Переводчик набоковского романа «Лаура и её оригинал» о старом правописании и новой публикации.
публикация последнего, незавершённого романа Владимира Набокова «Лаура и её оригинал».
На русский язык роман этот, изданный «Азбукой», перевёл Геннадий Александрович Барабтарло, который отказывается отвечать на вопросы, связанные с собой, считая их личными, но достаточно подробно рассказывает о Набокове и своей работе над переводом «Лауры».
— Почему вы настаиваете на публикации ваших ответов с ерями и ятями? Чем эта ваша личная инициатива может помочь русской словесности?
— Вашъ вопросъ есть слѣдствіе недоразумѣнія. Русское правописаніе для меня такъ же естественно, какъ вашимъ читателямъ совѣтское. Туть нѣть ни позы, ни оригинальничанья, не говоря уже объ «иниціативѣ» или желаніи «помочь русской словесности».

▬▬▬

= ЗАДАНИЕ =
Изложите текст для чтения в двух предложениях.

▬▬▬

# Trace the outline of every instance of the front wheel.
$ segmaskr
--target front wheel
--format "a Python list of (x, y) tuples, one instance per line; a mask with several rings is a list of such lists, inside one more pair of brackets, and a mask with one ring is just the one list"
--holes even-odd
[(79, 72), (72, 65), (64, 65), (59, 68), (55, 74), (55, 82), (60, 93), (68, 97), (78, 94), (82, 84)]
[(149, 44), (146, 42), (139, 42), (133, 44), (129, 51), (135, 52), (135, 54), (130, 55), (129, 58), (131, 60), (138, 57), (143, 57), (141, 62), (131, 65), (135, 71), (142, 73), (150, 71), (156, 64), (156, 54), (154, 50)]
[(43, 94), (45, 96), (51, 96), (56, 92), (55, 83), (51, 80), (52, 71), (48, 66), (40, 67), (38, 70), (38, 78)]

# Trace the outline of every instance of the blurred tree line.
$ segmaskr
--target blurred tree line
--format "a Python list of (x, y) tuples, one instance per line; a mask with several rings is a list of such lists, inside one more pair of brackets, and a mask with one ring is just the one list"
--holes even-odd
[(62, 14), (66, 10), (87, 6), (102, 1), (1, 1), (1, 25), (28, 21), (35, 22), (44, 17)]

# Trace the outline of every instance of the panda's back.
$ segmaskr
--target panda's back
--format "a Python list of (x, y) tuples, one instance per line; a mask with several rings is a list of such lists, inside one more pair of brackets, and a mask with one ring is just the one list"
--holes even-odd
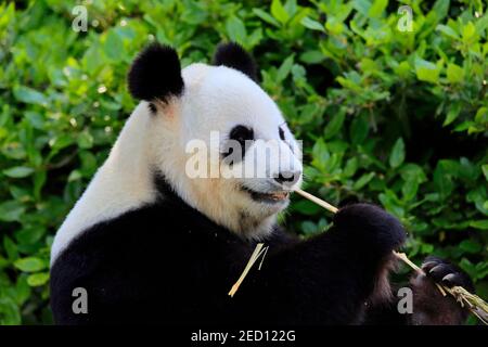
[[(209, 311), (221, 317), (229, 307), (227, 291), (251, 252), (248, 243), (166, 196), (90, 227), (60, 253), (51, 269), (54, 319), (211, 321)], [(79, 287), (86, 290), (88, 313), (73, 310)]]

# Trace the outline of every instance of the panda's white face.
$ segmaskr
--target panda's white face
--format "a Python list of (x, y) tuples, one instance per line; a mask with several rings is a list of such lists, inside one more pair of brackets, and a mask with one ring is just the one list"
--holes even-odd
[[(252, 239), (269, 233), (288, 204), (288, 192), (301, 182), (301, 153), (274, 102), (253, 81), (255, 70), (252, 57), (234, 43), (217, 50), (215, 66), (193, 64), (183, 70), (174, 49), (149, 46), (128, 76), (131, 94), (142, 101), (57, 231), (51, 261), (91, 226), (155, 203), (160, 196), (156, 175), (187, 204), (231, 231)], [(248, 141), (244, 157), (228, 155), (232, 139)], [(207, 149), (209, 177), (189, 170), (194, 154), (188, 150), (195, 141)], [(266, 150), (270, 155), (259, 156)], [(215, 167), (233, 168), (234, 175), (220, 169), (211, 175)]]
[[(275, 103), (241, 72), (192, 64), (182, 77), (182, 95), (158, 106), (153, 118), (158, 169), (210, 219), (245, 236), (266, 234), (301, 182), (298, 144)], [(195, 140), (206, 144), (205, 177), (189, 172)], [(229, 145), (240, 142), (242, 155), (235, 149), (229, 155)]]

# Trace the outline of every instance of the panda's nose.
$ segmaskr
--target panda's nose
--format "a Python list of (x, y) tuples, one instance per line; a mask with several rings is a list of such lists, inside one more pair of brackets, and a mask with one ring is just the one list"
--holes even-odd
[(274, 180), (280, 184), (292, 185), (300, 178), (301, 171), (281, 171), (274, 177)]

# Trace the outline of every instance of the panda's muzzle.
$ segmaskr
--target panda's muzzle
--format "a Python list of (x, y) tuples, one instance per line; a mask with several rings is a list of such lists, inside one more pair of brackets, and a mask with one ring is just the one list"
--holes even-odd
[(254, 201), (264, 202), (264, 203), (280, 203), (284, 202), (288, 198), (288, 191), (279, 191), (279, 192), (256, 192), (247, 187), (242, 187), (242, 190), (251, 195)]

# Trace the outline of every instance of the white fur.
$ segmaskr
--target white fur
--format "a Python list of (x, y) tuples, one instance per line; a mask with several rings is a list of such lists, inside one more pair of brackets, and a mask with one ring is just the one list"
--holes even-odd
[[(301, 170), (301, 154), (278, 106), (253, 80), (224, 66), (193, 64), (182, 76), (181, 98), (157, 104), (157, 115), (141, 102), (130, 115), (108, 158), (57, 231), (51, 261), (87, 228), (154, 202), (153, 168), (164, 174), (181, 198), (217, 223), (245, 237), (258, 239), (270, 231), (286, 204), (254, 202), (239, 187), (269, 192), (275, 189), (272, 179), (190, 179), (184, 174), (190, 154), (184, 150), (190, 140), (208, 142), (210, 131), (228, 134), (236, 125), (252, 127), (258, 139), (280, 140), (282, 126), (295, 154), (285, 155), (280, 168), (293, 163)], [(284, 142), (278, 146), (280, 153), (291, 153)]]

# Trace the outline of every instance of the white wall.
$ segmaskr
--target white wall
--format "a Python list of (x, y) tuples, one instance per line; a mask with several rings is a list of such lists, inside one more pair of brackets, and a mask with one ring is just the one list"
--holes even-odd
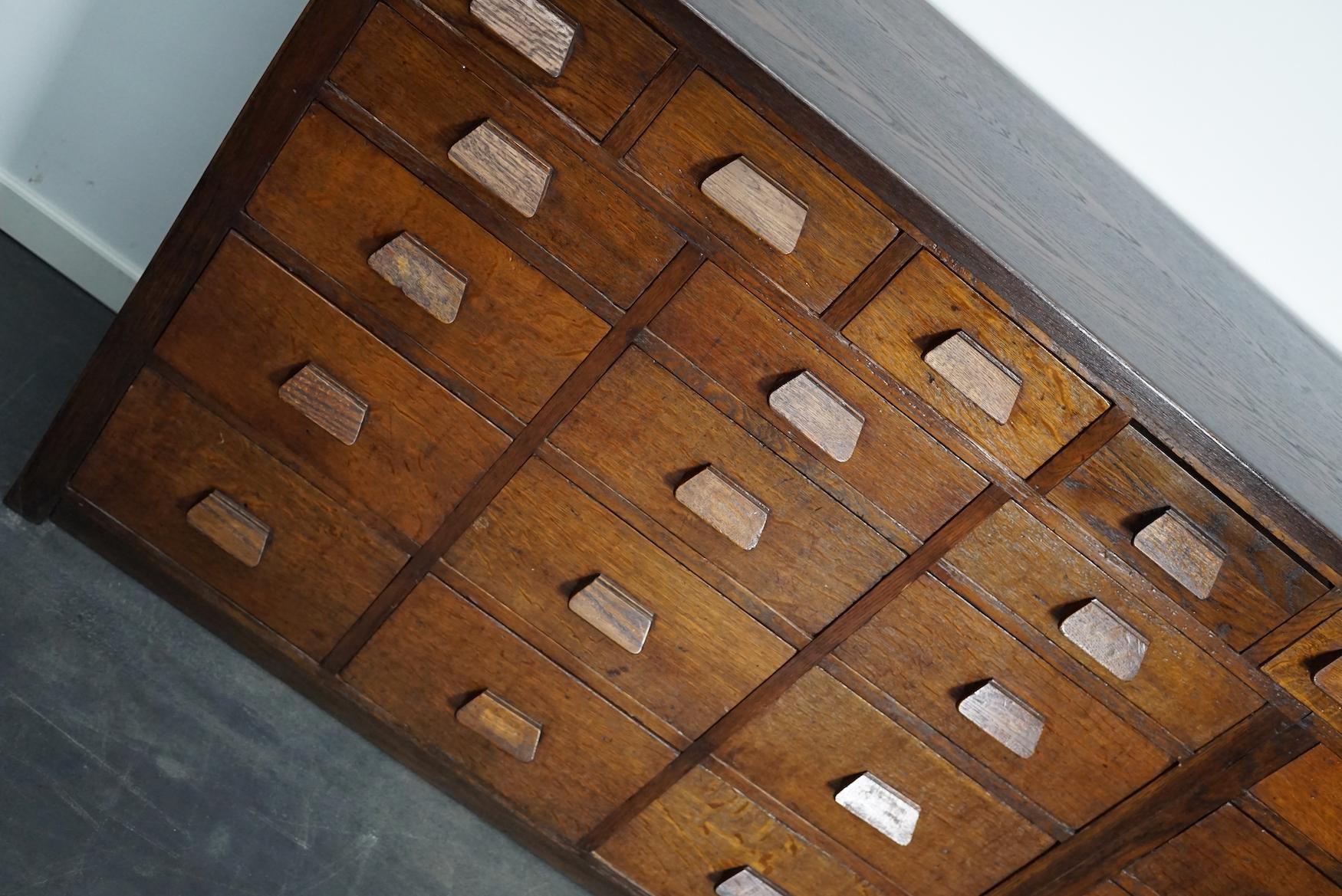
[(305, 0), (0, 0), (0, 229), (119, 307)]

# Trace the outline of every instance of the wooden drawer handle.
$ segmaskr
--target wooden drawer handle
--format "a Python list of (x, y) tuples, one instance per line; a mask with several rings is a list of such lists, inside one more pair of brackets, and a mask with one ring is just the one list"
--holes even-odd
[(867, 423), (860, 410), (809, 370), (803, 370), (770, 392), (769, 406), (840, 463), (852, 457)]
[(1119, 681), (1131, 681), (1142, 669), (1150, 641), (1098, 600), (1063, 620), (1062, 629), (1068, 641)]
[(518, 762), (535, 759), (541, 724), (490, 691), (463, 704), (456, 711), (456, 720)]
[(569, 609), (629, 653), (641, 653), (652, 630), (652, 613), (605, 575), (584, 585)]
[(988, 681), (961, 700), (960, 714), (1021, 759), (1035, 755), (1044, 734), (1044, 716), (996, 681)]
[(188, 510), (187, 522), (246, 566), (260, 566), (270, 546), (270, 526), (219, 490)]
[(784, 255), (797, 248), (801, 227), (807, 223), (807, 207), (745, 156), (709, 174), (699, 189)]
[(493, 121), (452, 144), (447, 157), (525, 217), (541, 208), (554, 178), (549, 162)]
[(470, 280), (412, 233), (401, 233), (373, 252), (368, 266), (443, 323), (455, 321), (462, 310)]
[(675, 499), (745, 550), (760, 543), (769, 522), (769, 508), (717, 467), (705, 467), (680, 483)]
[(1166, 510), (1133, 538), (1133, 546), (1205, 601), (1225, 563), (1225, 551), (1177, 510)]
[(922, 814), (918, 803), (870, 771), (840, 790), (835, 802), (900, 846), (913, 842)]
[(718, 896), (788, 896), (749, 868), (742, 868), (713, 891)]
[(368, 418), (368, 402), (315, 363), (286, 380), (279, 397), (346, 445), (358, 441)]
[(1021, 380), (964, 330), (923, 354), (923, 362), (1000, 424), (1011, 420)]
[(538, 0), (471, 0), (471, 15), (550, 78), (573, 55), (577, 25)]

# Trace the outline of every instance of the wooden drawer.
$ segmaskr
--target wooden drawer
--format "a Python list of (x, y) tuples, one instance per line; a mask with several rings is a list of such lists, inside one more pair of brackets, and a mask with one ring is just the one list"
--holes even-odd
[[(1169, 763), (930, 575), (909, 586), (836, 655), (1072, 828)], [(978, 715), (994, 734), (966, 714)], [(1025, 755), (1028, 739), (1016, 738), (1031, 726), (1039, 740)]]
[(1233, 806), (1221, 806), (1129, 873), (1155, 896), (1337, 896), (1327, 877)]
[[(749, 869), (794, 896), (878, 896), (848, 868), (803, 840), (702, 766), (629, 824), (597, 857), (658, 896), (711, 896)], [(718, 891), (769, 896), (756, 889)]]
[(843, 333), (1021, 476), (1108, 405), (926, 251)]
[[(509, 444), (236, 235), (157, 353), (252, 427), (267, 451), (299, 472), (319, 471), (416, 541)], [(323, 382), (317, 394), (303, 388)]]
[[(437, 47), (386, 7), (373, 9), (331, 80), (616, 304), (632, 304), (684, 244), (472, 75), (464, 59)], [(476, 134), (484, 122), (494, 122), (506, 137), (488, 139), (480, 153), (464, 158), (463, 149), (487, 137)], [(474, 137), (459, 145), (467, 135)], [(467, 168), (450, 157), (454, 148)], [(552, 169), (548, 182), (546, 166)], [(513, 197), (513, 204), (484, 186), (482, 177)], [(537, 200), (534, 213), (527, 215), (529, 203)]]
[[(721, 755), (910, 893), (981, 893), (1052, 845), (1047, 834), (820, 669), (807, 672)], [(898, 836), (906, 842), (839, 803), (845, 798), (840, 794), (867, 774), (896, 791), (887, 799), (915, 806), (900, 818)], [(886, 805), (880, 795), (864, 805), (879, 811)]]
[(317, 660), (407, 559), (150, 370), (72, 484)]
[(344, 677), (417, 740), (566, 840), (586, 833), (674, 757), (433, 577)]
[(1314, 747), (1260, 781), (1253, 795), (1342, 861), (1342, 758)]
[[(247, 211), (522, 420), (608, 330), (325, 109), (299, 123)], [(467, 280), (454, 319), (435, 317), (369, 264), (401, 233)]]
[(792, 656), (537, 459), (447, 561), (691, 739)]
[[(553, 443), (812, 633), (903, 557), (637, 349), (621, 355)], [(731, 484), (715, 484), (719, 473)], [(703, 484), (719, 491), (701, 516), (678, 494), (695, 503)], [(764, 523), (749, 549), (741, 533), (723, 534), (746, 516)]]
[(671, 58), (671, 44), (615, 0), (425, 0), (425, 5), (597, 139)]
[(1082, 464), (1049, 499), (1236, 651), (1326, 590), (1131, 428)]
[(918, 538), (986, 484), (713, 264), (690, 278), (652, 331)]
[(1193, 750), (1263, 703), (1016, 503), (970, 533), (946, 562)]

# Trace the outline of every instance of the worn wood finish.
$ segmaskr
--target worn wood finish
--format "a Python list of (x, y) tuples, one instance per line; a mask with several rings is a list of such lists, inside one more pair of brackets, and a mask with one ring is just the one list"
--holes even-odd
[(486, 194), (488, 204), (601, 290), (629, 307), (684, 240), (561, 141), (464, 68), (405, 19), (378, 7), (331, 74), (337, 87), (392, 127), (448, 176), (475, 181), (448, 160), (448, 148), (484, 119), (519, 138), (554, 166), (554, 181), (533, 217)]
[[(584, 834), (674, 755), (432, 577), (342, 677), (415, 738), (564, 838)], [(518, 762), (455, 719), (483, 691), (541, 726), (531, 762)]]
[[(753, 410), (816, 444), (774, 405), (776, 389), (807, 372), (863, 418), (854, 455), (829, 469), (852, 483), (919, 538), (927, 538), (978, 494), (985, 480), (874, 389), (713, 264), (705, 264), (652, 322), (670, 342)], [(813, 452), (815, 453), (815, 452)]]
[[(1035, 472), (1107, 406), (1094, 389), (930, 252), (914, 256), (843, 333), (1021, 476)], [(986, 401), (1001, 410), (1005, 398), (985, 396), (1005, 394), (1002, 390), (981, 390), (962, 380), (972, 390), (966, 394), (929, 370), (927, 351), (957, 333), (972, 337), (1020, 376), (1020, 397), (1007, 421), (977, 404)]]
[[(405, 562), (349, 511), (150, 372), (126, 393), (74, 488), (309, 656), (330, 649)], [(215, 491), (271, 528), (255, 567), (216, 546), (217, 528), (207, 538), (188, 522), (188, 511)]]
[[(1015, 502), (953, 547), (946, 562), (1095, 671), (1190, 748), (1204, 746), (1263, 703)], [(1130, 679), (1115, 675), (1064, 630), (1076, 612), (1096, 601), (1149, 641), (1141, 671)]]
[[(554, 444), (809, 632), (903, 554), (636, 349), (573, 409)], [(769, 508), (749, 551), (676, 499), (705, 467)]]
[[(911, 893), (978, 893), (1049, 838), (820, 669), (807, 672), (721, 758)], [(835, 797), (870, 773), (921, 807), (906, 845)]]
[[(1082, 464), (1049, 492), (1049, 500), (1235, 649), (1244, 649), (1326, 590), (1306, 567), (1133, 428)], [(1170, 508), (1225, 551), (1225, 562), (1205, 598), (1189, 592), (1133, 543), (1138, 533)]]
[(368, 266), (439, 323), (456, 321), (470, 280), (413, 233), (397, 233), (368, 256)]
[[(156, 347), (294, 469), (428, 538), (509, 439), (334, 306), (229, 236)], [(349, 444), (325, 409), (295, 413), (295, 370), (319, 366), (372, 408)], [(354, 408), (338, 412), (353, 433)], [(413, 459), (415, 463), (405, 463)]]
[[(794, 251), (780, 252), (705, 193), (706, 181), (742, 156), (804, 208), (805, 227), (800, 228)], [(627, 160), (650, 184), (815, 311), (829, 306), (898, 233), (876, 209), (702, 71), (686, 80)], [(761, 224), (752, 216), (750, 225)], [(788, 240), (780, 236), (778, 241)]]

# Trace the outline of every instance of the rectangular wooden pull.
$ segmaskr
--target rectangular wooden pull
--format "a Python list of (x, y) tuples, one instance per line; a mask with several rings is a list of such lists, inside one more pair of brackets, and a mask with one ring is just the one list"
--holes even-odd
[(452, 144), (447, 157), (525, 217), (541, 208), (554, 177), (549, 162), (493, 121)]
[(270, 545), (270, 526), (219, 490), (188, 510), (187, 522), (246, 566), (260, 566)]
[(1201, 601), (1212, 593), (1225, 563), (1221, 546), (1177, 510), (1166, 510), (1137, 533), (1133, 546)]
[(1119, 681), (1131, 681), (1142, 668), (1150, 641), (1096, 600), (1063, 620), (1063, 634)]
[(769, 508), (717, 467), (705, 467), (680, 483), (675, 499), (745, 550), (760, 543), (769, 522)]
[(837, 461), (852, 457), (867, 418), (837, 392), (803, 370), (769, 393), (769, 406)]
[(368, 402), (315, 363), (286, 380), (279, 397), (346, 445), (358, 441), (368, 418)]
[(964, 330), (930, 349), (923, 362), (997, 423), (1011, 420), (1020, 397), (1020, 377)]
[(471, 0), (471, 15), (550, 78), (573, 55), (577, 25), (539, 0)]
[(835, 802), (900, 846), (913, 842), (922, 814), (918, 803), (870, 771), (840, 790)]
[(455, 321), (462, 310), (466, 275), (411, 233), (401, 233), (373, 252), (368, 266), (443, 323)]
[(484, 691), (456, 711), (456, 720), (519, 762), (535, 759), (541, 726), (503, 697)]
[(797, 248), (807, 223), (807, 207), (745, 156), (709, 174), (699, 189), (784, 255)]
[(960, 714), (1021, 759), (1035, 755), (1044, 734), (1044, 718), (996, 681), (961, 700)]
[(652, 613), (605, 575), (582, 586), (569, 609), (629, 653), (641, 653), (652, 630)]

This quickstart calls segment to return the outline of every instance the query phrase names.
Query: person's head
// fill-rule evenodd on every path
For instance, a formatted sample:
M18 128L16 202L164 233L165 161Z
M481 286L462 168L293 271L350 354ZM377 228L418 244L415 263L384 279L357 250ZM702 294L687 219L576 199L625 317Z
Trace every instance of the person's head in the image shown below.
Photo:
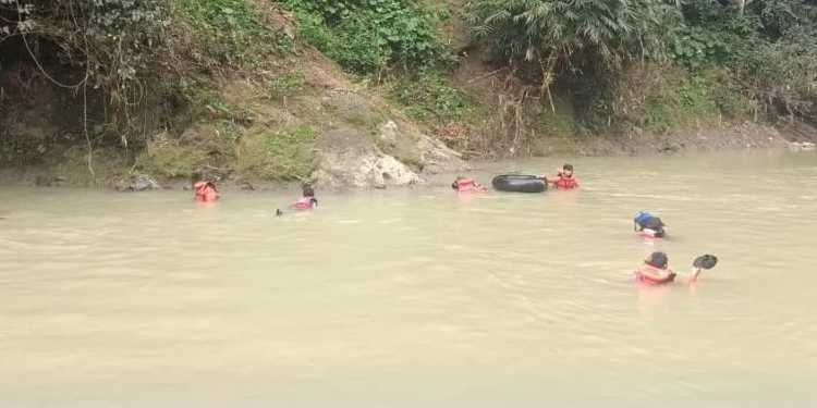
M190 175L190 182L191 182L191 184L196 184L196 183L198 183L200 181L202 181L202 173L199 173L199 172L193 172Z
M573 176L573 164L565 163L562 165L561 174L565 177L572 177Z
M650 228L650 230L654 230L654 231L663 230L663 226L664 226L663 221L661 221L661 219L658 218L658 217L649 218L649 219L647 219L646 222L644 222L644 227L645 228Z
M460 181L464 180L465 177L458 175L453 183L451 183L451 188L459 189L460 188Z
M667 258L667 254L656 251L650 254L649 257L644 260L644 263L658 269L667 269L669 259Z
M692 263L692 265L698 269L712 269L717 263L718 257L707 254L695 258L695 261Z
M304 197L315 197L315 190L308 185L304 186Z

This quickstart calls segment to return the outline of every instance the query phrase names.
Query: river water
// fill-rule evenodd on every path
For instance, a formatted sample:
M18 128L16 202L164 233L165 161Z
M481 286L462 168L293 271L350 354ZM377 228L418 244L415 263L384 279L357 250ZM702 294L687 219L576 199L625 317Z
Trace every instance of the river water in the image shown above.
M817 156L573 163L578 191L441 177L282 218L294 191L0 188L0 406L817 406ZM636 286L657 249L720 262Z

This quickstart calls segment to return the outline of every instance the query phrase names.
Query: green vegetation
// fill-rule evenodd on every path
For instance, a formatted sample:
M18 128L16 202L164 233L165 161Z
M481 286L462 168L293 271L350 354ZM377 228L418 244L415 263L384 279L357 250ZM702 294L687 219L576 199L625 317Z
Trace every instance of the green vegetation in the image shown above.
M376 74L391 66L435 64L444 53L437 16L411 0L282 0L298 33L345 70Z
M305 180L318 129L391 116L373 90L481 157L817 123L815 38L814 0L0 0L0 160ZM326 97L346 81L304 42L374 89Z
M731 119L761 107L770 120L817 121L815 4L755 0L735 5L476 0L467 12L475 37L521 72L536 73L527 78L539 83L548 99L553 87L577 95L578 119L592 128L607 122L666 129L692 119L710 120L714 108ZM627 73L634 67L672 72L663 64L667 59L686 70L685 78L657 78L660 90L636 89L643 90L641 98L631 98L637 103L620 106L617 98L633 85ZM617 110L626 110L627 118L611 121L622 119Z
M179 0L174 15L195 33L190 57L205 69L259 64L276 50L273 35L264 29L246 0ZM181 33L180 33L181 34ZM284 45L285 46L285 45Z
M315 140L308 126L249 134L236 149L237 170L261 180L307 181L315 168Z
M291 97L304 89L306 78L301 72L281 75L269 82L269 94L271 98L280 99Z
M461 89L449 85L435 70L398 81L390 95L405 107L413 119L446 125L464 120L473 110L474 101Z

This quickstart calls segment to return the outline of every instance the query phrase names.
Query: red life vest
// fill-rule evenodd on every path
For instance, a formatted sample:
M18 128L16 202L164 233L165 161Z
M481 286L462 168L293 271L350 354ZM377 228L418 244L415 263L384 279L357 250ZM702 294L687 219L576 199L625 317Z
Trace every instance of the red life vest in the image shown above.
M454 182L458 191L487 191L488 189L473 178L460 178Z
M664 279L656 279L651 274L647 274L645 270L651 270L651 271L660 271L660 272L669 272L670 274ZM639 268L635 272L635 281L639 283L644 283L647 285L662 285L664 283L670 283L675 280L675 274L672 273L672 271L668 269L660 269L656 268L649 264L645 264L644 267Z
M219 191L216 189L216 185L210 182L196 182L193 188L196 190L196 200L198 201L216 201L219 199Z
M565 177L559 174L559 180L556 181L556 188L571 189L578 187L578 182L575 177Z

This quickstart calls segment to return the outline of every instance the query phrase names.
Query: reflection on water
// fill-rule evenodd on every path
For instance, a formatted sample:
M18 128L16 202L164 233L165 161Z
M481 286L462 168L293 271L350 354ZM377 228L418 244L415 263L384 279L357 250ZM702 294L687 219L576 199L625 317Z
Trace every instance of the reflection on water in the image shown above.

▬▬▬

= ОТВЕТ =
Последний, незавершённый роман Владимира Набокова «Лаура и её оригинал» издан «Азбукой» в переводе Геннадия Александровича Барабтарло, который не отвечает на вопросы о себе, но подробно рассказывает о Набокове и о своей работе над переводом. На вопрос, почему он настаивает на публикации ответов с ерями и ятями, переводчик говорит, что русское правописание для него так же естественно, как советское для читателей, и в этом нет ни позы, ни желания «помочь русской словесности».